__Task to carry out__
Within the records below, filter for lines carrying the word "photo" and copy them.

_____

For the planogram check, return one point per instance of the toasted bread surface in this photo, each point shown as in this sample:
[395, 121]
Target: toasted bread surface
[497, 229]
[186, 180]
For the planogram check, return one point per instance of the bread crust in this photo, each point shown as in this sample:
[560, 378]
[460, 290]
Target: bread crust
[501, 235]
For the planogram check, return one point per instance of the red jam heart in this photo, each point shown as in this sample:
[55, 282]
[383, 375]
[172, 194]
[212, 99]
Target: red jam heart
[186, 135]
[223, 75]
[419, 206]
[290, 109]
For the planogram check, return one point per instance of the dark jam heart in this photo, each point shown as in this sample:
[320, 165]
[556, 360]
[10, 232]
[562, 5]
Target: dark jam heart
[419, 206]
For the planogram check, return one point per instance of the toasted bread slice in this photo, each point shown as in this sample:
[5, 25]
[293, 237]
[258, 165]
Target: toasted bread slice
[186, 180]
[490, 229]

_____

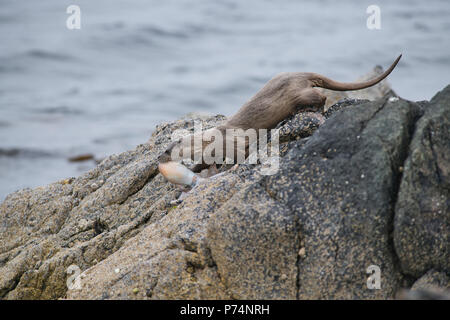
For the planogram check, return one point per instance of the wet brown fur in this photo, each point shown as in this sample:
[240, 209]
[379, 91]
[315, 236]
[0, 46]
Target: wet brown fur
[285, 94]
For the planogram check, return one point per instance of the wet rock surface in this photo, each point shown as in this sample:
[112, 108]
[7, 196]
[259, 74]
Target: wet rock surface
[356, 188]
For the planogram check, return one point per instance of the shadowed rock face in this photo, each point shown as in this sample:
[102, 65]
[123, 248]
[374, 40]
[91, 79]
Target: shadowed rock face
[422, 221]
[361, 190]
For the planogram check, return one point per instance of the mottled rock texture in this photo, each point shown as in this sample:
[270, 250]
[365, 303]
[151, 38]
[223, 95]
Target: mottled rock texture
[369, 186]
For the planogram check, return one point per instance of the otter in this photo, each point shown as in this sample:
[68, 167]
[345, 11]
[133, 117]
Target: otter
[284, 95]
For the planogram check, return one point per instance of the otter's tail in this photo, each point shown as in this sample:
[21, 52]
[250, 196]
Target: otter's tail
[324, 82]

_____

__Exercise response__
For the planogram check, return one point per instance of the toasted bread surface in this photo, each point shown as in this sample:
For the planogram check, return one point per instance of the bread crust in this photo, each point shown as in this sample:
For the planogram check, return one point per instance of the red jam heart in this photo, each point shown as in this sample:
For the planogram check, return one point per instance of the dark jam heart in this photo, each point shown as in this sample:
For the planogram check, return one point per instance of the toasted bread slice in this photo, each point shown as in this sample:
For the planogram check, return one point per instance of the wet brown fur in this photo, each point shown as in this sample:
For the planogram check, return one point per instance of the wet rock surface in this photo, each point shown as in this sample:
For the planogram check, return one point per instance of the shadowed rock face in this photo, each point shown as in this sample:
For the planogram check, return one point per instance of the mottled rock texture in this photo, each point shown as in this sample:
For the planogram check, return one point per instance of the otter in this photo, each point shown as in this sample:
For the planogram check, return one point per instance of the otter's tail in this photo, each point shown as in this sample:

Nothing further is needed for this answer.